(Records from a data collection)
☆ ☆ ☆ ☆ ☆

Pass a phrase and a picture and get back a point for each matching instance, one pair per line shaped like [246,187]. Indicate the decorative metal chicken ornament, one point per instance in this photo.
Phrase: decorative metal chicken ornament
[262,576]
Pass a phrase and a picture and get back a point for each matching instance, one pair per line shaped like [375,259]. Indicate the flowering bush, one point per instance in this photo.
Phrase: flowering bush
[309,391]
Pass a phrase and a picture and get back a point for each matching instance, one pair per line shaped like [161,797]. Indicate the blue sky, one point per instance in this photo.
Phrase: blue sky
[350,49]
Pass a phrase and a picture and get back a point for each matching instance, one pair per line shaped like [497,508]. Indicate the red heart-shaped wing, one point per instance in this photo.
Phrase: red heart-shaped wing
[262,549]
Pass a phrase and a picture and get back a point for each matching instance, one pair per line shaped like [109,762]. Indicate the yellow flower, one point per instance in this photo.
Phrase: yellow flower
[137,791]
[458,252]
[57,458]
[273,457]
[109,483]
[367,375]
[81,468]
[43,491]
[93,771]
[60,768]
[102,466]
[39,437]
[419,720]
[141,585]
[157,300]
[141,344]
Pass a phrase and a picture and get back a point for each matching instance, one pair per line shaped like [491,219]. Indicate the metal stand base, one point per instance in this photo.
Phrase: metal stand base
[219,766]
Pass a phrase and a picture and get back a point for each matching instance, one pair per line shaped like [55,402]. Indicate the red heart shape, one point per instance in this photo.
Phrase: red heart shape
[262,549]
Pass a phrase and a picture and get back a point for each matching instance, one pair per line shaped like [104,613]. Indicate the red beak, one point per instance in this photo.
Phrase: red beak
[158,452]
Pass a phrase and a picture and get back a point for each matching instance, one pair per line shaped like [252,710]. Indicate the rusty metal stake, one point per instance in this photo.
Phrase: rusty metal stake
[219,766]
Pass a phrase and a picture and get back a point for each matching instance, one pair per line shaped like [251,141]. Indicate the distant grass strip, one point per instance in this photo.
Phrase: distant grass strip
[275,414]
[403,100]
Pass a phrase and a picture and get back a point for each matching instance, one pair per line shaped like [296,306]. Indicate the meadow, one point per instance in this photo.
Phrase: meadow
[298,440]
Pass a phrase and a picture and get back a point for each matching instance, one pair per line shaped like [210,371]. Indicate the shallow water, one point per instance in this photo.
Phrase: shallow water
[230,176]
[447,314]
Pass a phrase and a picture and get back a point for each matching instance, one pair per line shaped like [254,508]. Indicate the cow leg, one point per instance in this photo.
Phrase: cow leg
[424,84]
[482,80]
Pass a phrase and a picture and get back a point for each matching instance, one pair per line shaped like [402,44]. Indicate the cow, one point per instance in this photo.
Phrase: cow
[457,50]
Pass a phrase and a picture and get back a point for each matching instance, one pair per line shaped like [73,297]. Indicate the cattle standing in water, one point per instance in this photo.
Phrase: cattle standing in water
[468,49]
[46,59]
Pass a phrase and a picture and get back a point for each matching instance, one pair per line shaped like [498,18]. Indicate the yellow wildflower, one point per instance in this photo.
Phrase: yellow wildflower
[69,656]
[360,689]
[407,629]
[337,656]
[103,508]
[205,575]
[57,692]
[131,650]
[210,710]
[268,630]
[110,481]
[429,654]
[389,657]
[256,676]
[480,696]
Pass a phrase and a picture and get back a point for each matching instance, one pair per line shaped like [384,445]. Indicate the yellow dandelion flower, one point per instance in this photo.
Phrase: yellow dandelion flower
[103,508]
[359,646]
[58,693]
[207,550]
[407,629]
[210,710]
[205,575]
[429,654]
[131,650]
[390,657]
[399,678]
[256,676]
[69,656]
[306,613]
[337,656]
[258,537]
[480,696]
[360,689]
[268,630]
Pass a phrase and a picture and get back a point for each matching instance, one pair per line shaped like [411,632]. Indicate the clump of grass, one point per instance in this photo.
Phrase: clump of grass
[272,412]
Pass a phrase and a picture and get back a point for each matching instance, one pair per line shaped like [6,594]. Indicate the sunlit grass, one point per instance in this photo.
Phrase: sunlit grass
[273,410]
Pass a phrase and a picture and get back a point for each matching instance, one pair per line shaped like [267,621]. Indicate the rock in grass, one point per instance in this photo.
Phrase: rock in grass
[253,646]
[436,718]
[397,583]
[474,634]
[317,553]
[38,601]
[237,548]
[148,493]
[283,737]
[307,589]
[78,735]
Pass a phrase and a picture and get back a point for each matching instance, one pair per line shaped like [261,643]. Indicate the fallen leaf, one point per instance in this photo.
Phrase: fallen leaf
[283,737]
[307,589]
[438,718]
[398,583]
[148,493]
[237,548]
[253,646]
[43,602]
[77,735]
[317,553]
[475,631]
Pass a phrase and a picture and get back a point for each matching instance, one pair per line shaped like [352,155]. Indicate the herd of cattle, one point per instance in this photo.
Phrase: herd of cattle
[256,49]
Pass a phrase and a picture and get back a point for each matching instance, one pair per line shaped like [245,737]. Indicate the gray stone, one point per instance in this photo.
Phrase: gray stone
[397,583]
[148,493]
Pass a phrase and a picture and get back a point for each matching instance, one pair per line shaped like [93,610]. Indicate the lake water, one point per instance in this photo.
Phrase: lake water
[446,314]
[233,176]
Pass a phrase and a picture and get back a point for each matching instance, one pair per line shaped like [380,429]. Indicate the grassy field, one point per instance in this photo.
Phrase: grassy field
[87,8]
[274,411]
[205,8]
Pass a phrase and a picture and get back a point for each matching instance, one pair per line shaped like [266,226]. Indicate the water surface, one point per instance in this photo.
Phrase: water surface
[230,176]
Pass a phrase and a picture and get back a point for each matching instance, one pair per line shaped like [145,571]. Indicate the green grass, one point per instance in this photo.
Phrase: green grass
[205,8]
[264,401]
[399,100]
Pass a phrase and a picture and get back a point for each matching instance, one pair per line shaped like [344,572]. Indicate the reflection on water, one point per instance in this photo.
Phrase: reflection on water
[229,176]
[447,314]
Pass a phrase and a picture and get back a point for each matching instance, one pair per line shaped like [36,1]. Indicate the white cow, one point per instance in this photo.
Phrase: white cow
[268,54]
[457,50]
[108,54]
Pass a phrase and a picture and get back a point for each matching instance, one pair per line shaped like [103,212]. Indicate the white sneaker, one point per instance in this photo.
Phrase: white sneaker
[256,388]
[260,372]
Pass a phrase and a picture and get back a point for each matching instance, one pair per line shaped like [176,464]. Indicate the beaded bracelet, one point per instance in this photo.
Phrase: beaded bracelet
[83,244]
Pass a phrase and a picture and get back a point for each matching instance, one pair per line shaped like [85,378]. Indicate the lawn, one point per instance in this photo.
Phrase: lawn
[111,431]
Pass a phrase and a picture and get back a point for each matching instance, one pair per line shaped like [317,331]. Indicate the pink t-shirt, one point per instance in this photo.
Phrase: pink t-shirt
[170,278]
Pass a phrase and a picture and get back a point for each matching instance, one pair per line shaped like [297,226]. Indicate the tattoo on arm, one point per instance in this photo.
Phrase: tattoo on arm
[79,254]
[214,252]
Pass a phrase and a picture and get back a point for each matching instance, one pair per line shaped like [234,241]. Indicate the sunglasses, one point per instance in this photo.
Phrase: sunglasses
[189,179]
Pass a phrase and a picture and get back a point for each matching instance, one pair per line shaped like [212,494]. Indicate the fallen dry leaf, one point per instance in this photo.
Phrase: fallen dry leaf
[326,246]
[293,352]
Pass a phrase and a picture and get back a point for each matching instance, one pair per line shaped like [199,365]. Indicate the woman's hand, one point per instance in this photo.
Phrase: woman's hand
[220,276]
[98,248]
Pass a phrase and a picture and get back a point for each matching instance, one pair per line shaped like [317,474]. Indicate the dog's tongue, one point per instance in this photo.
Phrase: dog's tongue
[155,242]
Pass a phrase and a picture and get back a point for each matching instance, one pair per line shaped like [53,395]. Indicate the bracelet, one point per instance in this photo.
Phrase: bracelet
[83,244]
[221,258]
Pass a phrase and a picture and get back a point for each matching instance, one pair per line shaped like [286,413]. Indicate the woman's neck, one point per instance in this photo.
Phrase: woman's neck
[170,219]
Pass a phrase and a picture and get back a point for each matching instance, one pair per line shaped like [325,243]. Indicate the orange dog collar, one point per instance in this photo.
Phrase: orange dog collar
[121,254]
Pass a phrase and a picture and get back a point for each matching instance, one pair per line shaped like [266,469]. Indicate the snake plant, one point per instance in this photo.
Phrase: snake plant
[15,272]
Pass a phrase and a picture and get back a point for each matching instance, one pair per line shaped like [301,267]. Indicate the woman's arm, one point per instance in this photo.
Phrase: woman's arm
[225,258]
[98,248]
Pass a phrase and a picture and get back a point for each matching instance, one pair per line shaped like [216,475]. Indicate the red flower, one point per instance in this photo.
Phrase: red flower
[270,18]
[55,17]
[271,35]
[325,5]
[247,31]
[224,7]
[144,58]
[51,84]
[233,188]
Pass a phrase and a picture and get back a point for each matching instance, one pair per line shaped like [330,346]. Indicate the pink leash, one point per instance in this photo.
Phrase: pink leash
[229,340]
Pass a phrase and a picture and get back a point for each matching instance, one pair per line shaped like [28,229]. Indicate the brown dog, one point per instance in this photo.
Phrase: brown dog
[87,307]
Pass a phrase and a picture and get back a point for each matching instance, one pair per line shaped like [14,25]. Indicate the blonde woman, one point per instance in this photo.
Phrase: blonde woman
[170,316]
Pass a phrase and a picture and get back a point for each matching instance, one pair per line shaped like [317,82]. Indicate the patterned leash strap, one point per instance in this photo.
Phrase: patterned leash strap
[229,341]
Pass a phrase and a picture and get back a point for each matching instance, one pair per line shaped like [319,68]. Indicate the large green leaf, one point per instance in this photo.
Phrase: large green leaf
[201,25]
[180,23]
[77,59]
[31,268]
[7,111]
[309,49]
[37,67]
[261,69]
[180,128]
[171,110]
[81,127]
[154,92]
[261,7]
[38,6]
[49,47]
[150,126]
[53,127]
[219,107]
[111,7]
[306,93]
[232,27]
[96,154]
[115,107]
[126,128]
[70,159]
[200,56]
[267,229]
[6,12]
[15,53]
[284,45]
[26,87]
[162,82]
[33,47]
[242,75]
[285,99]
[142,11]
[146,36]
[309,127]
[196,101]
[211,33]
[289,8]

☆ ☆ ☆ ☆ ☆

[What is being asked]
Return, with no change at all, every line in the entries above from the line containing "shaped like [73,297]." through the line containing "wildflower, one point per instance in this photo.".

[Your solution]
Pass a phrase and a picture and get back a point for each matching instance, one pair per line shaped like [73,297]. Indicate the cattle standing in water, one point per instance in this photo.
Phrase: cattle standing in water
[468,49]
[46,59]
Pass a phrase and a picture and get back a point for each matching instance, one pair per line shaped like [498,18]. Indicate the yellow wildflower, one point per instance in this photo.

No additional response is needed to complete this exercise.